EXERCISE TASKS:
A) Please reproduce the Loderstedt passage, starting with "-Michael Loderstedt" and going on through "honed technical virtuosity.".
B) Name every kind of artist that the Loderstedt passage calls Michael Loderstedt.

>> Begin PASSAGE SHOWN

Catalogs & Prints Section
“Creating the print Apollo (Ascendant) gave me an unprecedented window into the hand, mind and aesthetic decisions of another artist living more than two millenniums before me. The entire experience has been unforgettable and life affirming.”
-Michael Loderstedt
The vulnerability and durability of the natural world informs and infuses the work of Michael Loderstedt (American b. 1958). A masterful printmaker, photographer, and installation artist, Mr. Loderstedt allows his communion with his surroundings, be it his native Outer Banks or his adopted shoreline of Lake Erie, to proliferate within his imagery. The horizon where the sky meets the water gently commands our attention and the viewer comes to share the evocative equilibrium of his landscapes, often bathed in steel blue in a variety of media, exhibiting finely honed technical virtuosity.

>> End PASSAGE SHOWN
>> Begin INFORMATION SHOWN

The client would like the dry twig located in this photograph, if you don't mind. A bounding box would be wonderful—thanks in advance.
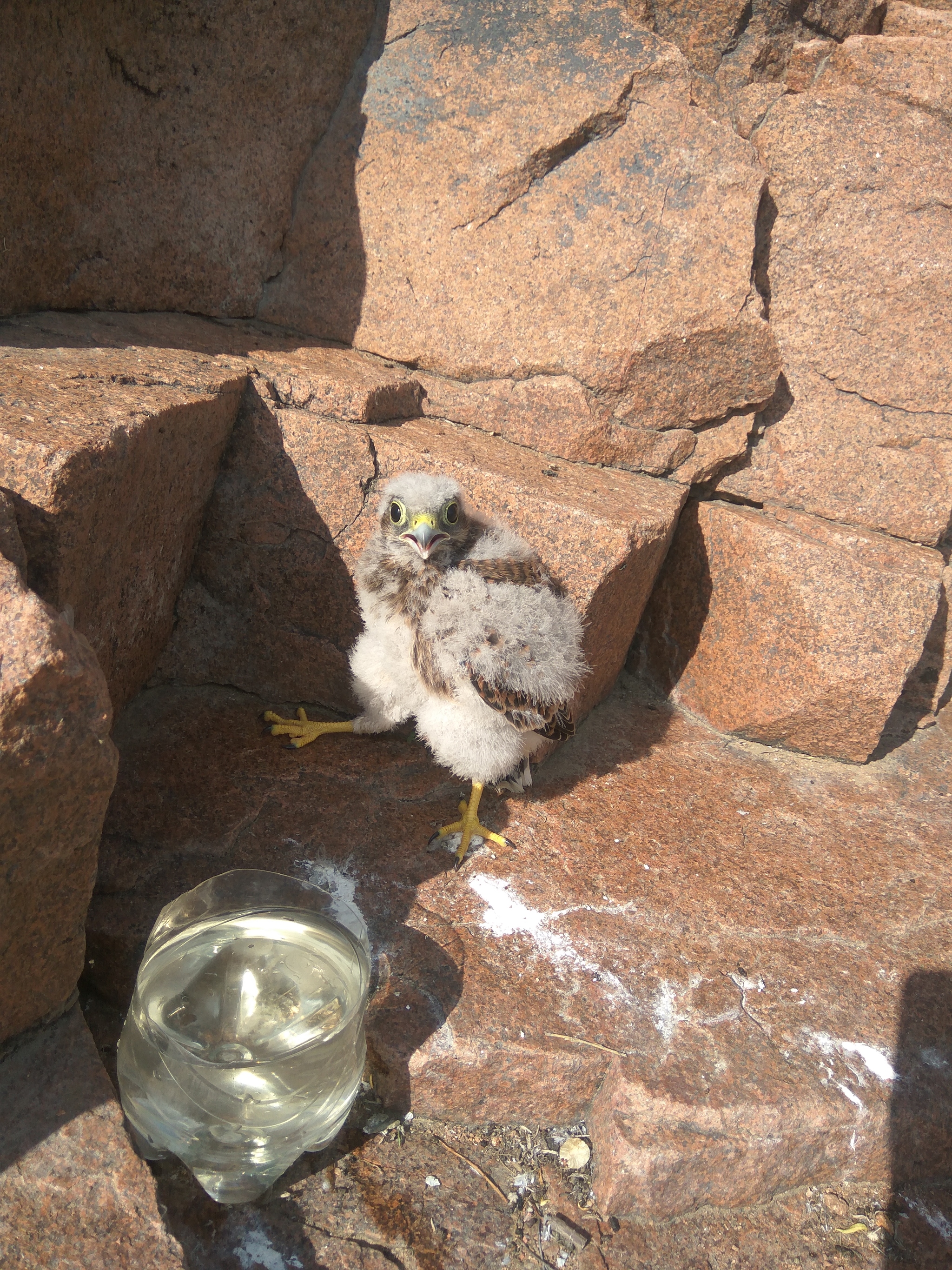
[433,1133,509,1204]
[546,1032,628,1058]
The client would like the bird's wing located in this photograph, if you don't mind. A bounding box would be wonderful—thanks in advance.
[458,556,549,587]
[466,662,575,740]
[420,571,585,739]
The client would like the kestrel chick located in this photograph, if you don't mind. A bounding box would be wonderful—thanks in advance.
[264,472,587,861]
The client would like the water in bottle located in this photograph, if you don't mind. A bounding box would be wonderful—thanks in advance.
[118,870,370,1203]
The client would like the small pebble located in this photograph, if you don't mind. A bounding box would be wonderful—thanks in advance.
[558,1138,591,1169]
[822,1191,849,1217]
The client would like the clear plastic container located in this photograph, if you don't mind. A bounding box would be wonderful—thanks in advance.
[118,869,370,1204]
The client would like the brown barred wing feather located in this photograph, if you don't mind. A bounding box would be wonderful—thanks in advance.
[457,556,563,596]
[467,664,575,740]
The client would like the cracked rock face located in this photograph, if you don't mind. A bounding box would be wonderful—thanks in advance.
[632,503,945,763]
[259,0,780,437]
[0,0,375,315]
[0,556,117,1041]
[719,58,952,545]
[0,315,247,710]
[0,1007,184,1270]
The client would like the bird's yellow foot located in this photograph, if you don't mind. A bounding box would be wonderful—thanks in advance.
[264,706,354,749]
[430,781,511,869]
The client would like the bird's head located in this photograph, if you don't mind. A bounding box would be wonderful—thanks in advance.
[377,472,469,560]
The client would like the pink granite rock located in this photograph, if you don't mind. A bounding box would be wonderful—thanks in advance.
[0,318,247,709]
[259,0,780,439]
[0,558,117,1041]
[634,503,943,763]
[0,0,375,315]
[719,73,952,545]
[0,1007,184,1270]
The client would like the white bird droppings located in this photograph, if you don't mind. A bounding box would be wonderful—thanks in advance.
[837,1081,863,1110]
[810,1032,899,1081]
[232,1217,304,1270]
[839,1040,899,1081]
[469,874,632,1004]
[904,1197,952,1243]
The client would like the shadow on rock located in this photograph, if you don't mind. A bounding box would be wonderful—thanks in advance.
[887,970,952,1270]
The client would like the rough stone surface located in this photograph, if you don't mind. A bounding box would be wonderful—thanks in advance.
[0,0,375,315]
[719,71,952,545]
[783,35,838,93]
[672,414,753,485]
[651,0,750,73]
[0,1008,184,1270]
[822,35,952,112]
[0,489,26,573]
[259,0,780,434]
[0,310,247,709]
[417,375,694,476]
[0,556,117,1041]
[632,503,943,763]
[86,681,952,1219]
[152,389,683,714]
[804,0,886,40]
[882,0,952,40]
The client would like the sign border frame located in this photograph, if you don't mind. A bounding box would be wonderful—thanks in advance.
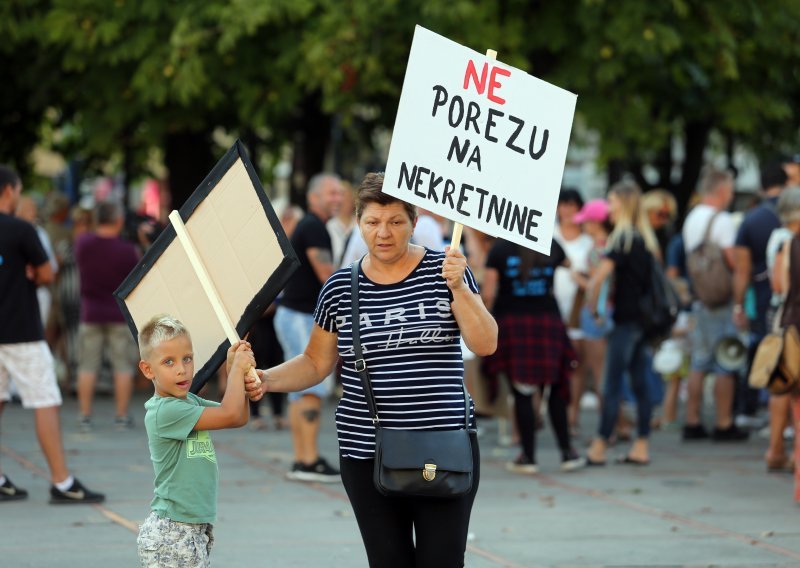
[114,139,300,394]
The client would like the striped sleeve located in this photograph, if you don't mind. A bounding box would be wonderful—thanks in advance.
[314,266,350,333]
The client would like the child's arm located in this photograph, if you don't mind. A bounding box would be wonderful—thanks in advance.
[194,341,256,430]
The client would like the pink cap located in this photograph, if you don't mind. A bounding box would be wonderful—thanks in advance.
[572,199,608,223]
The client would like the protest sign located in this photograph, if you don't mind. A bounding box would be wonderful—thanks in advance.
[114,140,300,393]
[383,26,577,254]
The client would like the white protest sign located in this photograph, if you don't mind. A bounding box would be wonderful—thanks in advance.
[383,26,577,255]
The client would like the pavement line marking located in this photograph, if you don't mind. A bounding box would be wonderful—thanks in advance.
[214,443,528,568]
[0,444,139,534]
[467,543,542,568]
[538,475,800,560]
[214,442,350,503]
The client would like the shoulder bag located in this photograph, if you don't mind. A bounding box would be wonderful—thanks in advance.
[351,261,473,498]
[747,237,800,395]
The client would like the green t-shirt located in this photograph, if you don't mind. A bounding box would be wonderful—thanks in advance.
[144,393,219,523]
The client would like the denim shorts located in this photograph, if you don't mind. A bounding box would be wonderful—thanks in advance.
[581,306,614,339]
[691,302,738,374]
[136,512,214,568]
[273,306,330,402]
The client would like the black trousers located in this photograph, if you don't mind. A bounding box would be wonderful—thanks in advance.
[339,434,480,568]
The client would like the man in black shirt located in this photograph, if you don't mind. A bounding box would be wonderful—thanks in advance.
[0,166,105,504]
[275,174,342,482]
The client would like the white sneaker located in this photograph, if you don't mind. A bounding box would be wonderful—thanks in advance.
[580,391,600,410]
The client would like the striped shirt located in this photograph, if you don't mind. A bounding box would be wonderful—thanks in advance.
[314,249,478,459]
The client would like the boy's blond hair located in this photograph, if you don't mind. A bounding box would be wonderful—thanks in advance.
[139,314,189,360]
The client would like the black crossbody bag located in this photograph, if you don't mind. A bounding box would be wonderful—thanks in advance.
[350,261,473,498]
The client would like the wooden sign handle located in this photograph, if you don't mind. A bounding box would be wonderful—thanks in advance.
[169,210,261,384]
[450,49,497,249]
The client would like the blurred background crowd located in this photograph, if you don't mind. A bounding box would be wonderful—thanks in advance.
[0,0,800,506]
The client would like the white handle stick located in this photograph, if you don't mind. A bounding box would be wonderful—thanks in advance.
[169,211,261,384]
[450,49,497,249]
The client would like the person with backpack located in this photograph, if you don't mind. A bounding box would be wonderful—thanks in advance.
[587,181,660,466]
[683,168,748,442]
[733,162,788,429]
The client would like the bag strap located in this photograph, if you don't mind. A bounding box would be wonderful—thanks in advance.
[772,235,794,333]
[350,260,469,430]
[701,211,722,244]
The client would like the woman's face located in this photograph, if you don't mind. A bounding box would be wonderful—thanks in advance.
[358,201,414,263]
[647,203,670,231]
[608,193,621,225]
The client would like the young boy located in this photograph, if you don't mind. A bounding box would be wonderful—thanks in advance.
[137,315,255,567]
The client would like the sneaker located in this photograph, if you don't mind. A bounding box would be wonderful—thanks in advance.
[50,479,106,505]
[286,457,341,483]
[682,424,708,442]
[506,454,539,475]
[0,477,28,502]
[580,391,600,410]
[561,450,586,471]
[78,416,92,434]
[711,424,750,442]
[734,414,768,430]
[114,415,133,430]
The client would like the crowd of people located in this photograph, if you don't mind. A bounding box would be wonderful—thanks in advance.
[0,156,800,566]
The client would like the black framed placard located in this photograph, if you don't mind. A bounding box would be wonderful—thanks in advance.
[114,140,300,393]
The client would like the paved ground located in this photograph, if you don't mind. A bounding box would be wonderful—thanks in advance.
[0,393,800,568]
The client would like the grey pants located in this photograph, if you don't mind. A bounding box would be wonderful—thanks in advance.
[136,512,214,568]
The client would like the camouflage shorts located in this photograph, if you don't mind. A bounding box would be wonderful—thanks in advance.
[136,512,214,568]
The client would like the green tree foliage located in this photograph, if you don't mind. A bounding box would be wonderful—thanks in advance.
[0,0,800,209]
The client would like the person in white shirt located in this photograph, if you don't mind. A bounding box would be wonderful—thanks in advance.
[683,169,748,442]
[553,189,601,431]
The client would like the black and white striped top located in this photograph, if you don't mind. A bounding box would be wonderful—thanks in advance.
[314,249,478,459]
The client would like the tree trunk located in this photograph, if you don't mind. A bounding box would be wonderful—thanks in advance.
[289,93,331,208]
[164,130,216,209]
[675,120,711,215]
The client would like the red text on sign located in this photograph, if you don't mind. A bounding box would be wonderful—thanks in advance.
[464,59,511,105]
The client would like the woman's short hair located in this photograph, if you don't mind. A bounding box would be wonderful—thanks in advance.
[139,314,189,359]
[778,186,800,225]
[642,188,678,221]
[356,172,417,223]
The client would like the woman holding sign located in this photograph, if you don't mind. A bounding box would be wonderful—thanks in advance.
[587,181,659,466]
[253,174,497,568]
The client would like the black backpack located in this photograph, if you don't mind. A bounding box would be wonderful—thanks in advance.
[639,251,680,342]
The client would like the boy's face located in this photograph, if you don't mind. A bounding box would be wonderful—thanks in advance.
[139,335,194,398]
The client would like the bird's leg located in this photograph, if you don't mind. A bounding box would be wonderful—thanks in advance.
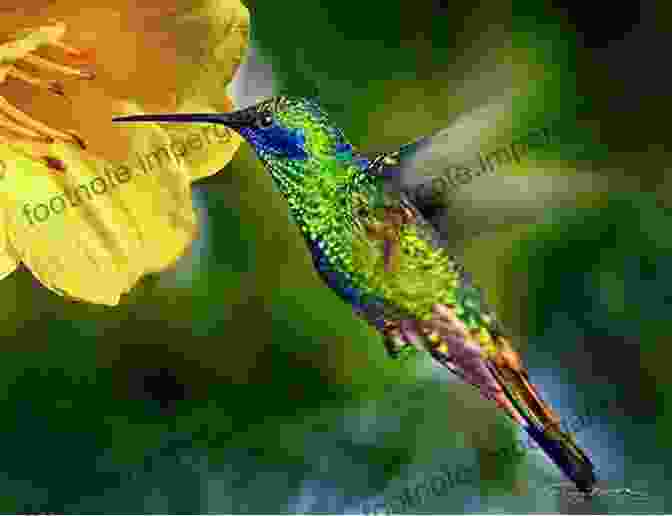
[366,208,413,272]
[383,320,425,358]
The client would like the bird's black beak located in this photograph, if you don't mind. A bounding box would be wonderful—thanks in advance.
[112,107,257,131]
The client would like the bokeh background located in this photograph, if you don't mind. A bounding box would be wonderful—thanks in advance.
[0,0,672,514]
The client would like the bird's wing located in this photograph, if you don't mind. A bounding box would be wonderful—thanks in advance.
[365,95,608,254]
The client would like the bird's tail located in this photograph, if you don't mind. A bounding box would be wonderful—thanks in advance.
[488,352,597,493]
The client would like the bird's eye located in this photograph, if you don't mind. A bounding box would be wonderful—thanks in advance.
[257,113,273,129]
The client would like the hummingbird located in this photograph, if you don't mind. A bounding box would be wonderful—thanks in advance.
[113,95,597,492]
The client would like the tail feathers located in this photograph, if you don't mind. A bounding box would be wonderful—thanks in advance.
[488,363,597,492]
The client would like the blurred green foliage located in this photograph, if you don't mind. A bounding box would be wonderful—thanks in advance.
[0,0,671,513]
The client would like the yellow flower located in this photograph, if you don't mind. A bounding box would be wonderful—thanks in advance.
[0,0,249,305]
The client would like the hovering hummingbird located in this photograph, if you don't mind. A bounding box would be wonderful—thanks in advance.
[113,96,596,492]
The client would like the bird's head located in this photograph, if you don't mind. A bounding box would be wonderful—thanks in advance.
[114,96,360,192]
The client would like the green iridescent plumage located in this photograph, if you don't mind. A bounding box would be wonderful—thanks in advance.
[111,97,595,490]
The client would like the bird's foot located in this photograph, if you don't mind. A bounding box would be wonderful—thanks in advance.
[383,320,425,358]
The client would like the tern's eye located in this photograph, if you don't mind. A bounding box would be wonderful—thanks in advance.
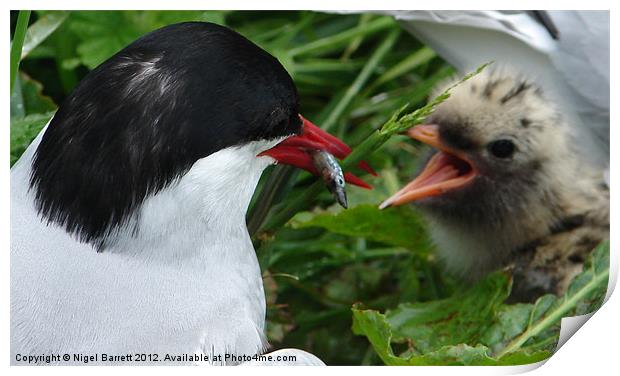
[487,140,517,159]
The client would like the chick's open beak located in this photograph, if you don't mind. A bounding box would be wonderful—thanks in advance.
[259,115,377,189]
[379,124,477,209]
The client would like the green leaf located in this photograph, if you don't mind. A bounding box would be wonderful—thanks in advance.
[386,272,511,353]
[11,112,54,166]
[19,74,56,115]
[353,242,609,365]
[68,11,224,69]
[352,306,549,366]
[497,241,609,357]
[291,205,429,250]
[21,11,69,59]
[10,10,31,94]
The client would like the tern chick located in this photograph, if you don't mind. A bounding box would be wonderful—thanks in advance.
[381,69,609,301]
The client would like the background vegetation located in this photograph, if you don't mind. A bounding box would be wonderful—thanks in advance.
[11,11,609,365]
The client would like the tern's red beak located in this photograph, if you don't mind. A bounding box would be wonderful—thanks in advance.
[259,115,377,189]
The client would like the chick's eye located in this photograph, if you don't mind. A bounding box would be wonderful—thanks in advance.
[487,140,516,158]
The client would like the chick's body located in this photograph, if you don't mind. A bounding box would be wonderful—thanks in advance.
[392,70,609,301]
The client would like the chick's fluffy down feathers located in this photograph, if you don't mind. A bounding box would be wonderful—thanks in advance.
[417,67,609,300]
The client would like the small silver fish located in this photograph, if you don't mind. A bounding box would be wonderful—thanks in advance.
[312,150,347,209]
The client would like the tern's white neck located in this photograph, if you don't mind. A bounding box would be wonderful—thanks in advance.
[105,141,277,264]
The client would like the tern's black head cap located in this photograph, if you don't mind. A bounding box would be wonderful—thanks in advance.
[31,22,301,245]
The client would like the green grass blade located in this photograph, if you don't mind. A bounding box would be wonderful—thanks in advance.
[496,243,609,358]
[321,30,400,131]
[288,17,396,57]
[11,10,31,93]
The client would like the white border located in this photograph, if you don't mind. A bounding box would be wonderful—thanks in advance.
[0,0,620,375]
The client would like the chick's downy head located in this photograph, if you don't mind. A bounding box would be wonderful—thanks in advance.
[381,69,586,274]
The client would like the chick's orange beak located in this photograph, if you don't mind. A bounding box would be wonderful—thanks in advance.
[259,115,377,189]
[379,124,477,209]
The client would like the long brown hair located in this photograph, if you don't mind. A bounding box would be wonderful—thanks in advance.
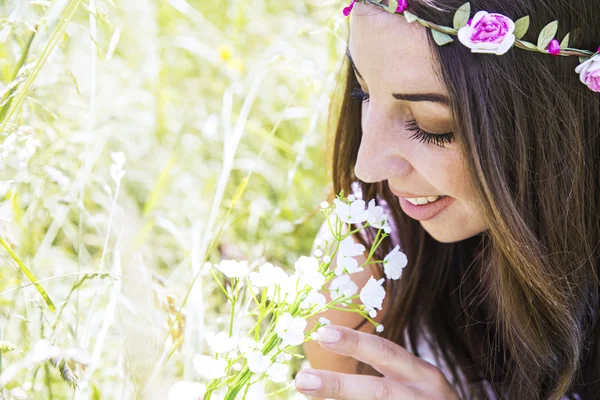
[330,0,600,399]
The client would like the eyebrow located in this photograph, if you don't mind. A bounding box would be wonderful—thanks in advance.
[346,48,450,106]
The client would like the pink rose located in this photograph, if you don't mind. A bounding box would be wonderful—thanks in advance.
[575,54,600,92]
[458,11,515,55]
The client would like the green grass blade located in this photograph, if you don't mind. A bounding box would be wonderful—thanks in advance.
[0,237,56,312]
[0,0,82,132]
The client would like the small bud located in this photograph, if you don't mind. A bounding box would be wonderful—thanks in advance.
[0,340,17,353]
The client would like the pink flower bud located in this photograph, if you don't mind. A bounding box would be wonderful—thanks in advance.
[343,0,356,17]
[546,39,560,56]
[396,0,408,14]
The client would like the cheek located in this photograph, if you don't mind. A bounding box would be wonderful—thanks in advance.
[419,145,472,195]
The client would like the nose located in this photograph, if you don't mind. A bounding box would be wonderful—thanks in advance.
[354,103,412,183]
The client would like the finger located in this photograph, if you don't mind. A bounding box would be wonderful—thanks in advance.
[295,369,421,400]
[318,325,443,381]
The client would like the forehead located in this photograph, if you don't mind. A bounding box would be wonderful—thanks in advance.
[349,3,445,92]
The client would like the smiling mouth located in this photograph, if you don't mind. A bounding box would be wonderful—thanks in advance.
[404,195,446,206]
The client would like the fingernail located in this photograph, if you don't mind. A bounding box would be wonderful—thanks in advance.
[295,371,322,390]
[318,326,342,343]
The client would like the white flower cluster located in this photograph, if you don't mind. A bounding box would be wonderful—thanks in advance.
[181,196,407,399]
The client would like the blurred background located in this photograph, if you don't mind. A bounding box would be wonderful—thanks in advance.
[0,0,347,399]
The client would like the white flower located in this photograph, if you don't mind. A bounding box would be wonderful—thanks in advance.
[250,263,288,288]
[300,289,327,309]
[267,275,303,304]
[367,200,392,233]
[360,276,385,311]
[193,354,227,379]
[329,275,358,301]
[215,260,250,278]
[110,151,127,167]
[333,199,367,224]
[294,256,325,290]
[205,332,237,353]
[245,382,265,400]
[267,362,290,383]
[335,236,365,276]
[458,11,516,55]
[275,352,292,362]
[275,313,307,348]
[109,152,125,184]
[383,245,408,279]
[575,54,600,92]
[245,351,271,374]
[168,381,206,400]
[238,337,260,353]
[44,165,71,189]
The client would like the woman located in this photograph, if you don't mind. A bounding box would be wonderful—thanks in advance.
[296,0,600,399]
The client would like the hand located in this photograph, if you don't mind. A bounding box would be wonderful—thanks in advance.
[296,325,459,400]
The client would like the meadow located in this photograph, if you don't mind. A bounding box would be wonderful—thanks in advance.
[0,0,347,399]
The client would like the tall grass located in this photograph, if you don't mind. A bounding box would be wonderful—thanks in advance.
[0,0,344,399]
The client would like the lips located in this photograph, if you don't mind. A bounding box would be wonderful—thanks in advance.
[399,196,456,221]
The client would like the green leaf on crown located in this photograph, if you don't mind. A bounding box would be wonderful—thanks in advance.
[454,2,471,29]
[431,29,454,46]
[538,21,558,49]
[404,10,419,24]
[383,0,398,13]
[514,15,529,39]
[560,33,570,49]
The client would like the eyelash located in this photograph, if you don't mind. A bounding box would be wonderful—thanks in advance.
[350,85,454,147]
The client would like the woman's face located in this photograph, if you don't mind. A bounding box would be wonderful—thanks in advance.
[349,3,487,242]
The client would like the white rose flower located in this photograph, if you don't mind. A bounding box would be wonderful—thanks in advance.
[575,53,600,92]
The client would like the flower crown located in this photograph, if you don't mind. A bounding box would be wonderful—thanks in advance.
[343,0,600,92]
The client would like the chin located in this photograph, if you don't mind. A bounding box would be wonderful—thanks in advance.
[421,221,487,243]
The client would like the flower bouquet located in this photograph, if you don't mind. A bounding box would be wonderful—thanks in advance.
[171,192,407,400]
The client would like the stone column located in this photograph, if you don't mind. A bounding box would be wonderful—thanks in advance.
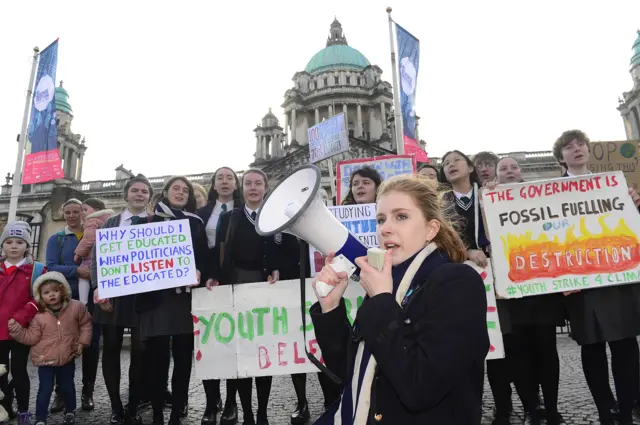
[256,134,262,159]
[289,108,298,142]
[77,154,84,181]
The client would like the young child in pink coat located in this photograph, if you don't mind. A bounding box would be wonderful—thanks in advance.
[73,198,114,305]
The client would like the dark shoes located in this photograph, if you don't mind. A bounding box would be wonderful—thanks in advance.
[220,404,238,425]
[49,391,64,413]
[81,385,96,412]
[291,400,311,425]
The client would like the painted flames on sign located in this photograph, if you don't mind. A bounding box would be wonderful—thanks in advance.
[501,215,640,283]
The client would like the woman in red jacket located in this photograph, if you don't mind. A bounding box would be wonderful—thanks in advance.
[0,221,44,424]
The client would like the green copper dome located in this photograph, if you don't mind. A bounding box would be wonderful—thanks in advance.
[55,81,73,115]
[631,30,640,66]
[304,45,371,74]
[304,19,371,74]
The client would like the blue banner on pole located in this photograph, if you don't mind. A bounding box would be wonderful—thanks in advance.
[22,40,63,184]
[396,24,420,141]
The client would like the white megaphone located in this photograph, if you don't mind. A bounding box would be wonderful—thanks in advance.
[256,165,367,297]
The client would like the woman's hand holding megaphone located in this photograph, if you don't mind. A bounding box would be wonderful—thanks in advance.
[313,252,349,313]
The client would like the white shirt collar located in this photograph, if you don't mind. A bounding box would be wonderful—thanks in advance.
[453,188,473,199]
[244,204,258,215]
[567,169,593,177]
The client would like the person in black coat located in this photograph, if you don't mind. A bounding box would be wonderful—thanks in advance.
[553,130,640,425]
[91,175,153,425]
[135,177,208,425]
[310,176,489,425]
[486,156,566,425]
[208,169,285,425]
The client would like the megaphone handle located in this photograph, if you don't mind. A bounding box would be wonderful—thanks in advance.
[316,257,349,298]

>> End INFORMATION SHOWN

FULL SOLUTIONS:
A)
-Michael Loderstedt
The vulnerability and durability of the natural world informs and infuses the work of Michael Loderstedt (American b. 1958). A masterful printmaker, photographer, and installation artist, Mr. Loderstedt allows his communion with his surroundings, be it his native Outer Banks or his adopted shoreline of Lake Erie, to proliferate within his imagery. The horizon where the sky meets the water gently commands our attention and the viewer comes to share the evocative equilibrium of his landscapes, often bathed in steel blue in a variety of media, exhibiting finely honed technical virtuosity.

B) Printmaker, photographer, installation artist